Image location labeling entries

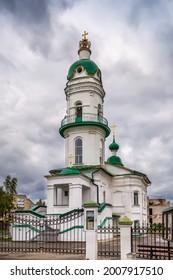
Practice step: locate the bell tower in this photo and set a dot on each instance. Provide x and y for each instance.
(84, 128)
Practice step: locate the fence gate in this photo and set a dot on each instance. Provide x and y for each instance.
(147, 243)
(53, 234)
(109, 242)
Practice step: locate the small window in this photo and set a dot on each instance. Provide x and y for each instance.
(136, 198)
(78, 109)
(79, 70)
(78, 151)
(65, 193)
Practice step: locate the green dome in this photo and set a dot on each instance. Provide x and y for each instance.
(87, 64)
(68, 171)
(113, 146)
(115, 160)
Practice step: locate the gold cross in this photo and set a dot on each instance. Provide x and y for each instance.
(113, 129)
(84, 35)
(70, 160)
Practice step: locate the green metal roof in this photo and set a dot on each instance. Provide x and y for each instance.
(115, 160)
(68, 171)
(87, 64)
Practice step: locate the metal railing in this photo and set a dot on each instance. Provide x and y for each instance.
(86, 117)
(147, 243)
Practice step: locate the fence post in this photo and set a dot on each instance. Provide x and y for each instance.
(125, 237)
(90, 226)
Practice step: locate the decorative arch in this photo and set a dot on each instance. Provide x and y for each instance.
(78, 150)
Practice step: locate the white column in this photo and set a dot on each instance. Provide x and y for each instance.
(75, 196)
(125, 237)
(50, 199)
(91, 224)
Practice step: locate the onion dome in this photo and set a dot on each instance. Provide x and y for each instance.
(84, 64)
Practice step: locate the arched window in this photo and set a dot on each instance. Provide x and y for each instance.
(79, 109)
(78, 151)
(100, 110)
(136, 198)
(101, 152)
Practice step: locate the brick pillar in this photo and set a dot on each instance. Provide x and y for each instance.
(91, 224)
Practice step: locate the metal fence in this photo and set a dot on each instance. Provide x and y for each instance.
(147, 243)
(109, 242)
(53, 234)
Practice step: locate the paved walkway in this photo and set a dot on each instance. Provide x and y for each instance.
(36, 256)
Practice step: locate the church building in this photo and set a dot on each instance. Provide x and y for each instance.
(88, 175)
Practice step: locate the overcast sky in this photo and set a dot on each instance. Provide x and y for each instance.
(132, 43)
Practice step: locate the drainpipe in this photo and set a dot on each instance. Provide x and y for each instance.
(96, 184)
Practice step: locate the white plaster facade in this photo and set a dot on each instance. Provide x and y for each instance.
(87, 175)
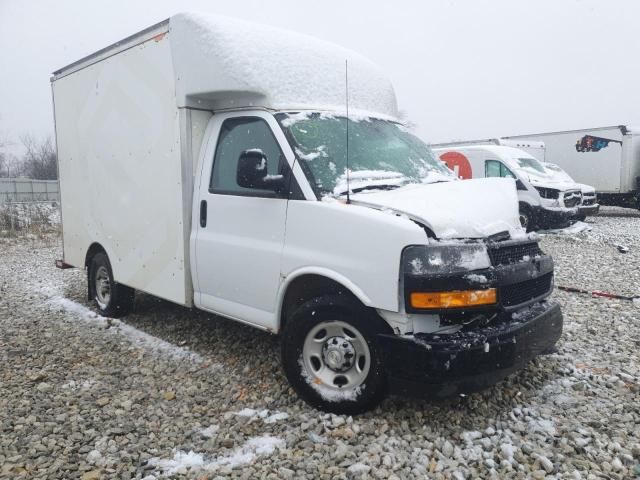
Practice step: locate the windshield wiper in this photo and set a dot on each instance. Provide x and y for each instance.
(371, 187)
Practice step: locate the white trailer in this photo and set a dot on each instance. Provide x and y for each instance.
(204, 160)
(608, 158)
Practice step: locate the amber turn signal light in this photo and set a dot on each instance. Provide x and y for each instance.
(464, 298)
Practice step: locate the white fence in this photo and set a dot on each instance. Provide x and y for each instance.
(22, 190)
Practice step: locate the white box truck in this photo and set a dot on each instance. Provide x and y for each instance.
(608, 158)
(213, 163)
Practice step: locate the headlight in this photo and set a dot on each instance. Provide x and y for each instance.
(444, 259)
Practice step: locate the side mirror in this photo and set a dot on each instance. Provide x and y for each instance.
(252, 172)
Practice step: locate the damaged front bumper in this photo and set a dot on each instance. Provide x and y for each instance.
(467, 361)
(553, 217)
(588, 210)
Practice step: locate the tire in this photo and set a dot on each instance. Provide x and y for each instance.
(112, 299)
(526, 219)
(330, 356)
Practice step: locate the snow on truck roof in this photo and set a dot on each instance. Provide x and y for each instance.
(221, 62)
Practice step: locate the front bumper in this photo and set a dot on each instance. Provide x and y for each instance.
---
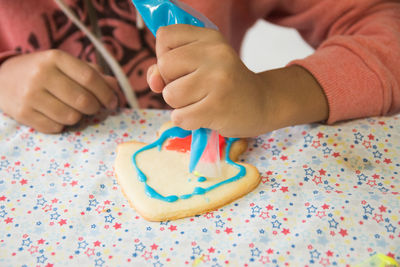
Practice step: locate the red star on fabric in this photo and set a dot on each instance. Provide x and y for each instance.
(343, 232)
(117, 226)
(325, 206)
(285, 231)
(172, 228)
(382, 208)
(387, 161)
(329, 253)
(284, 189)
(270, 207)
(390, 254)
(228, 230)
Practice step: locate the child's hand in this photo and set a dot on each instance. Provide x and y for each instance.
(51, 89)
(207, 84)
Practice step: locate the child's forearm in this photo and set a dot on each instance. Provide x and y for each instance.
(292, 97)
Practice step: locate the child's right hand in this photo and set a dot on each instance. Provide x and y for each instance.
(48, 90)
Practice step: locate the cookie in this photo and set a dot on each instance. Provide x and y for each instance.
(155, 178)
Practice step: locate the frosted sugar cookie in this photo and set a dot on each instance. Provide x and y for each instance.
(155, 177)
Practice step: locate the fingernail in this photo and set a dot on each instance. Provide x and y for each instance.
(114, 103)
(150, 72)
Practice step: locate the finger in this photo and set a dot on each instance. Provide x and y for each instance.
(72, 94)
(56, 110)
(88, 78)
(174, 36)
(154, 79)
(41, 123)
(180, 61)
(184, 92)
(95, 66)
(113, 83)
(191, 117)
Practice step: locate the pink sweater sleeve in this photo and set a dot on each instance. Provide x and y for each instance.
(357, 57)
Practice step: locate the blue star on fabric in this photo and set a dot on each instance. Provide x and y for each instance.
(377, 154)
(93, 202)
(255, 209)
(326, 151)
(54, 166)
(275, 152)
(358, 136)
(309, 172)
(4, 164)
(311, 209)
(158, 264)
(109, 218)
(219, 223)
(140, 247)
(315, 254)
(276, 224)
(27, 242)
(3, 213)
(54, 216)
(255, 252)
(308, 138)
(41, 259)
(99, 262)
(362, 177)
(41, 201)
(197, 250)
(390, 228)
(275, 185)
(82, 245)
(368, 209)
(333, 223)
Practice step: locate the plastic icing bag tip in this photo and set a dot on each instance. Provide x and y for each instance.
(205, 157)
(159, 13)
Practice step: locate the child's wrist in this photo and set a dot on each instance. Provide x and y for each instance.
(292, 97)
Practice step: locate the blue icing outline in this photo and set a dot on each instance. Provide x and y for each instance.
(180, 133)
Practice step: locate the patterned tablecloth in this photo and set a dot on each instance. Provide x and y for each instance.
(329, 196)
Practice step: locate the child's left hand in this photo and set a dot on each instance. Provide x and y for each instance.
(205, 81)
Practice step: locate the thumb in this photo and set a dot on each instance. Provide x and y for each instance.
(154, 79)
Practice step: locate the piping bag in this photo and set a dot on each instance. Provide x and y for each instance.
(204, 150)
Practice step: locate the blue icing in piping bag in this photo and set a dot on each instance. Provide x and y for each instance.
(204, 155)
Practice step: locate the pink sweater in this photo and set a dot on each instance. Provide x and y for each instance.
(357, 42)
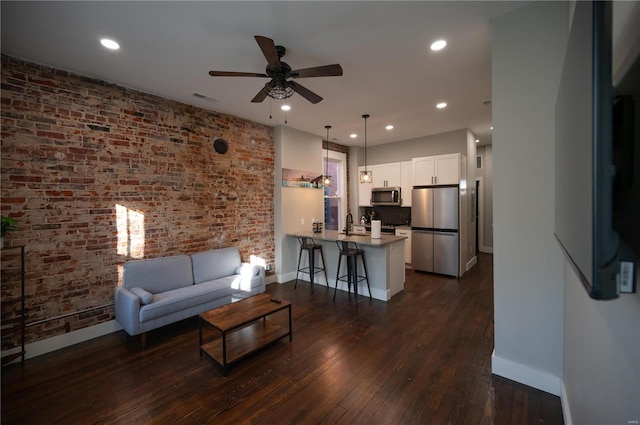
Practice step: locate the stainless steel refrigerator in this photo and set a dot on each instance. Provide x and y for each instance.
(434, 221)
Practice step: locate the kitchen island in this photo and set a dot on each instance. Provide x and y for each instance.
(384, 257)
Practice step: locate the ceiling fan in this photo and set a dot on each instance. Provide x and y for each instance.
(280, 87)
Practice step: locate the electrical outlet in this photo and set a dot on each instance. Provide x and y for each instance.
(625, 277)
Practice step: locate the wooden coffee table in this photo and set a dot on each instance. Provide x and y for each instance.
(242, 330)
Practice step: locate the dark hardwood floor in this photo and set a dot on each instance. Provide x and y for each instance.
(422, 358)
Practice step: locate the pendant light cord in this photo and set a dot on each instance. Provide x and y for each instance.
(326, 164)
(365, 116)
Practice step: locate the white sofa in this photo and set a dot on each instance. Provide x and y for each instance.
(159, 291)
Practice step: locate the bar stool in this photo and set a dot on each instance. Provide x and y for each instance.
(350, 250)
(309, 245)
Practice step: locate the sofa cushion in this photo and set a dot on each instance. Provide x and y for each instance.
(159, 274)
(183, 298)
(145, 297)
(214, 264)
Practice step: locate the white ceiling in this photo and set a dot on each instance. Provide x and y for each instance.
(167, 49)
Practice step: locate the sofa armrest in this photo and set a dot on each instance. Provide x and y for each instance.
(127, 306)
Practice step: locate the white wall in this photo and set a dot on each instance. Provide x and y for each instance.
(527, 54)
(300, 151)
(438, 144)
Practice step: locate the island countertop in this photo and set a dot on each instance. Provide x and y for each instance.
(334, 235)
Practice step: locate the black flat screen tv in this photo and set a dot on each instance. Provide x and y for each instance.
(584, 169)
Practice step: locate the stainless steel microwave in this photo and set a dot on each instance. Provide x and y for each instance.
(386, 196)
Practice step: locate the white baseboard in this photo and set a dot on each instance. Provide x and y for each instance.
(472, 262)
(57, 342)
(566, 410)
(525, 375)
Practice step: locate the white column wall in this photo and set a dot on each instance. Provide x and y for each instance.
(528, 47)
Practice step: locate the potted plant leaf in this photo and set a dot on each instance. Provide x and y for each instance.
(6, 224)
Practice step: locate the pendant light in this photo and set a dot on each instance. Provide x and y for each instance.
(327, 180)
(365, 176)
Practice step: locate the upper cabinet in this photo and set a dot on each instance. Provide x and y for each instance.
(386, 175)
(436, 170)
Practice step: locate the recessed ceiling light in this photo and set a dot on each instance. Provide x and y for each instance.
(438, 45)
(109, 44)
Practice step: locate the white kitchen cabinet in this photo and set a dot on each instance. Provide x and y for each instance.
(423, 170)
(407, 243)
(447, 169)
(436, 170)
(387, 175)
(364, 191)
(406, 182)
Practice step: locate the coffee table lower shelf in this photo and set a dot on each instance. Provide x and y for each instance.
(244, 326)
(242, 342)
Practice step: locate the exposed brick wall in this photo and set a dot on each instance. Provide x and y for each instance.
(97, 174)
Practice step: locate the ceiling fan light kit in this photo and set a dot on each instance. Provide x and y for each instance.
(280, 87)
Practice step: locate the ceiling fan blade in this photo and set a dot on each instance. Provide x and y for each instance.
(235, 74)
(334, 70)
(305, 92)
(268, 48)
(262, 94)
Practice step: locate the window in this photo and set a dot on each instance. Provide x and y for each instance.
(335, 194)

» **Problem**:
Gather every line of the listing above that contains the word "green". Case counts.

» **Task result**:
Practice step: locate the green dome in this photo and set a dot on each instance. Provide x and y for each instance.
Practice step: locate the green metal roof in this photo and set a dot on each instance. Provide x and y for each instance.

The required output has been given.